**Text for analysis**
########################################
Bayesian Statistics 101 for Dummies like Me

If you are in some field that has data (which is a lot of fields these days), you will have undoubtedly encountered the term Bayesian statistics at some point. When I first encountered it, I did what most people probably do. I googled “What is Bayesian statistics?”. After reading through some resources and getting through the idiosyncratic terms/concepts (e.g. conjugate priors, posteriors, Markov Chain Monte Carlo), I still went away not really understanding what was so important about Bayesian statistics. This medium article is an attempt by me to know if my understanding is correct and also know if there is another application of Causal inference with Machine learning. Although I’ve tried my best to make it align with the 101 for Dummies like Me series, but this topic needed some coding experience for validation.

I’m all ‘bout that uncertainty, ‘bout that uncertainty, no certainty

That was my lame and sad attempt at trying to come up with some catching section name (inspired by Meghan Trainor’s “All About That Bass”) to describe the crux of Bayesian statistics.

But joking aside, the one concept that is fundamental to Bayesian statistics is that it’s all about representing uncertainty about an unknown quantity. To illustrate this, imagine I had a coin and I asked you what is the probability that the coin gives a Head if I flip it? You most likely guessed 0.5, which is a reasonable guess given your prior knowledge on how coins work. But what if I told you that I got this coin from a magic shop? You’ll probably have some doubts that it is 0.5 now. It could be anything now. Maybe it’s a trick coin that always gives you head (i.e. 1 probability)? Or maybe it always gives you a tail (i.e. 0 probability)? Or maybe it is biased towards some value (e.g. 0.75 probability). The point is there is some uncertainty in your estimation of this unknown quantity.

How do we represent these uncertainties?

We have just learned that it’s all about the uncertainty in our estimations. So how do we actually represent these uncertainties? They are expressed as a probability distribution. For instance, imagine you had the following probability distribution:

The x-axis represents the plausible values that θ could take. The y-axis represents the “confidence” (this isn’t entirely accurate in mathematical terms, but will suffice for this example) that the probability of a head takes this value. By expressing our uncertainty as a probability distribution, we get these benefits:

The x value with the highest density peak represents the most likely value. In this case, that would be 0.5.
Credible intervals (CI) can be formed. For instance, [0.25–0.75] forms a 90% CI that tells us we are 90% confident that the parameter is in this interval. This is quite different from a confidence interval in classical statistics, which is actually quite a counter-intuitive statistic.
No p-value calculations. Just calculate the relevant tail areas. For instance, what is P(θ)<0.75? We just look at the area left of 0.75, which ends up being 0.95 of the total area. So we can say there is a 95% chance of P(θ)<0.75.
There is a technique called Bayesian inference that allows us to adapt the distribution in light of additional evidence. This ultimately means we can update our estimation of our quantity when we get more data while still accounting for our prior information on the quantity.
########################################
**Exercise instructions**
A – Copy out the listing below line for line, with every character left unchanged.
B – Extend the Bayesian statistics article above, starting right after its final sentence.

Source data
########################################
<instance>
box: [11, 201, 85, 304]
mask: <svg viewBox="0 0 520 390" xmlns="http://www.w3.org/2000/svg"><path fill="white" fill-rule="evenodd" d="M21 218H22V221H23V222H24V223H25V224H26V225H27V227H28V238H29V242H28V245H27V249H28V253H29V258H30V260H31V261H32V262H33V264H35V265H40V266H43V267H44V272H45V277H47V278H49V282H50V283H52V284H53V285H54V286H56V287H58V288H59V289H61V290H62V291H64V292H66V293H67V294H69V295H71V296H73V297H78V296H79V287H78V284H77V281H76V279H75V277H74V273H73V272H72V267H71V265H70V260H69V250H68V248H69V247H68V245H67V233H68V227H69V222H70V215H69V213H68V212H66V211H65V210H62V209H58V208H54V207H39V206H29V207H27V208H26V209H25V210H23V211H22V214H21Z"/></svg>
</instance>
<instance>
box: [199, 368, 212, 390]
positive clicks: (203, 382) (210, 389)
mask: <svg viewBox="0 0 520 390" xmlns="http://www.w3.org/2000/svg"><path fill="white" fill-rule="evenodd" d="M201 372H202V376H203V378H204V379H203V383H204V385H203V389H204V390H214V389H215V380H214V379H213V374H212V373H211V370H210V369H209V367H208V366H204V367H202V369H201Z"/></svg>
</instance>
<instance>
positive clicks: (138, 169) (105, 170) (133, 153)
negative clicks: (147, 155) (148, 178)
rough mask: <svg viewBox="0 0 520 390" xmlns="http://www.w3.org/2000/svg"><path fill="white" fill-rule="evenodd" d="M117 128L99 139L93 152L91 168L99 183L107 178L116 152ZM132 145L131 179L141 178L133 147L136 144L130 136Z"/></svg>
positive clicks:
########################################
**Your written answers**
A –
<instance>
box: [11, 201, 85, 304]
mask: <svg viewBox="0 0 520 390" xmlns="http://www.w3.org/2000/svg"><path fill="white" fill-rule="evenodd" d="M21 218H22V221H23V222H24V223H25V224H26V225H27V227H28V238H29V242H28V245H27V249H28V253H29V258H30V260H31V261H32V262H33V264H35V265H40V266H43V267H44V272H45V277H47V278H49V282H50V283H52V284H53V285H54V286H56V287H58V288H59V289H61V290H62V291H64V292H66V293H67V294H69V295H71V296H73V297H78V296H79V287H78V284H77V281H76V279H75V277H74V273H73V272H72V267H71V265H70V260H69V250H68V248H69V247H68V245H67V233H68V227H69V222H70V215H69V213H68V212H66V211H65V210H62V209H58V208H54V207H39V206H29V207H27V208H26V209H25V210H23V211H22V214H21Z"/></svg>
</instance>
<instance>
box: [199, 368, 212, 390]
positive clicks: (203, 382) (210, 389)
mask: <svg viewBox="0 0 520 390" xmlns="http://www.w3.org/2000/svg"><path fill="white" fill-rule="evenodd" d="M201 372H202V376H203V378H204V379H203V383H204V385H203V389H204V390H214V389H215V380H214V379H213V374H212V373H211V370H210V369H209V367H208V366H204V367H202V369H201Z"/></svg>
</instance>
<instance>
positive clicks: (138, 169) (105, 170) (133, 153)
negative clicks: (147, 155) (148, 178)
rough mask: <svg viewBox="0 0 520 390" xmlns="http://www.w3.org/2000/svg"><path fill="white" fill-rule="evenodd" d="M117 128L99 139L93 152L91 168L99 183L107 178L116 152ZM132 145L131 179L141 178L133 147L136 144L130 136Z"/></svg>
positive clicks:

B –
Where do these probability distributions for representing uncertainty come from?

While you could theoretically make your own probability distributions, in practice people use established probability distributions (e.g. beta, normal). For instance, here are 6 different beta distributions:

Each of these beta distributions represents different prior knowledge. For instance, Beta(0.5, 0.5) represents a belief that the coin always gives heads or tails. Beta(1, 1) represents a global uncertainty in that the probability of a head could be any value (this is often referred to as a uniform prior). Beta(50, 200) represents a strong belief that the probability is 0.2 for getting a Head.

Which type of distribution (e.g. beta, normal) depends on the type of data you are modeling.

So what do I do with this uncertainty probability distribution?

If we go back to the original scenario with the coin and recall this equation representing the number of expected heads:

rn∼Binomial(θ,n)rn∼Binomial(θ,n)

Rather than having our θ value as a single point estimate, we have it represented as a probability distribution representing all possible estimates with associated levels of uncertainty. This is effectively what Bayesian statisticians mean when they say setting a prior on an uncertain parameter. In this case, we will use a beta distribution as our prior.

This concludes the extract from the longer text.